● Task requirements: An exact reprint of all the records is the expected answer.

** Input material follows **

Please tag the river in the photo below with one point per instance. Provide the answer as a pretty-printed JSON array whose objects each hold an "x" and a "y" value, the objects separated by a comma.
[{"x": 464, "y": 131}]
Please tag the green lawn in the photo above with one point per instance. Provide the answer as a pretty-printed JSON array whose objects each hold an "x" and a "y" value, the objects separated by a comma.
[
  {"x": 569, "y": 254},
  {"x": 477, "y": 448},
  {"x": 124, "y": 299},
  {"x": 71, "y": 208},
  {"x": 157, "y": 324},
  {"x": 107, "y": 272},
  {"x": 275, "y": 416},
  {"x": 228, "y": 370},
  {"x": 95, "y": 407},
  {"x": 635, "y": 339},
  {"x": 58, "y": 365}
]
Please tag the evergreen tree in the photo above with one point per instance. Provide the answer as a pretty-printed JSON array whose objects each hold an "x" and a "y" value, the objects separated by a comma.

** End of Input material **

● Response to the exercise:
Please tag the river in the photo below with one point per instance. Provide the answer as a pretty-printed JSON array whose objects each hold an "x" and a "y" value, the objects separated by a comma.
[{"x": 464, "y": 131}]
Please tag the green lawn in the photo above with one point per instance. Provide the answer as a pretty-printed JSON array whose objects each hold an "x" and a "y" value, the objects separated by a comma.
[
  {"x": 569, "y": 254},
  {"x": 477, "y": 448},
  {"x": 124, "y": 299},
  {"x": 71, "y": 208},
  {"x": 157, "y": 324},
  {"x": 107, "y": 272},
  {"x": 275, "y": 416},
  {"x": 228, "y": 370},
  {"x": 95, "y": 407},
  {"x": 635, "y": 339},
  {"x": 58, "y": 365}
]
Please tag the evergreen tree in the photo above with one point per instance. Provide the answer as a pretty-printed JSON array whose objects each hold an "x" and a "y" value, the objects separated by a comma.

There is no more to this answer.